**What the exercise asks:** Please put the lines of the listing below into a numbered list, from the line containing "Phrase -- building eave" through the end of the listing, and leave out any blank lines.

**Stored dataset items:**

▬▬▬

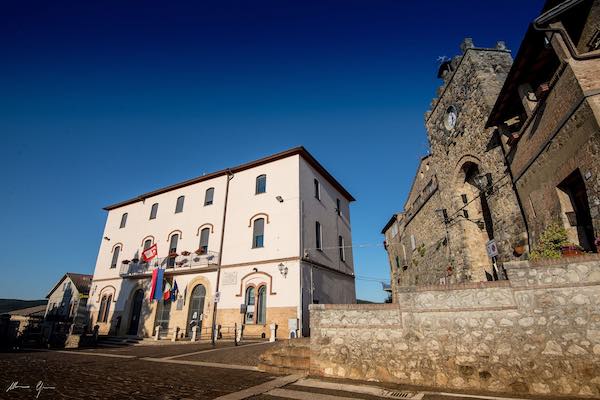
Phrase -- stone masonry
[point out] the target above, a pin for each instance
(538, 333)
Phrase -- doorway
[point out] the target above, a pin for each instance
(575, 211)
(136, 311)
(196, 311)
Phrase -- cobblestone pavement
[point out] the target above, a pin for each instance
(78, 376)
(242, 355)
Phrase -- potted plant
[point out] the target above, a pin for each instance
(571, 250)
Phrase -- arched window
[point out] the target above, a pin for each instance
(261, 184)
(173, 249)
(318, 236)
(115, 259)
(123, 221)
(261, 313)
(179, 205)
(204, 234)
(250, 304)
(258, 233)
(208, 196)
(102, 309)
(154, 211)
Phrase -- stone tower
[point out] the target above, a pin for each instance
(478, 203)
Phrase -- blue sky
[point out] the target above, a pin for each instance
(101, 101)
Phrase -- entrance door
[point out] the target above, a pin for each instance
(576, 211)
(163, 314)
(136, 310)
(196, 310)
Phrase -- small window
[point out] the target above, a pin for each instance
(342, 248)
(179, 205)
(318, 235)
(173, 249)
(115, 259)
(261, 312)
(261, 184)
(204, 234)
(123, 221)
(250, 305)
(154, 211)
(208, 196)
(258, 233)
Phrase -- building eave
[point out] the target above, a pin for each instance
(301, 151)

▬▬▬

**Solution:**
1. Phrase -- building eave
2. [point out] the target above, a pin for each instance
3. (301, 151)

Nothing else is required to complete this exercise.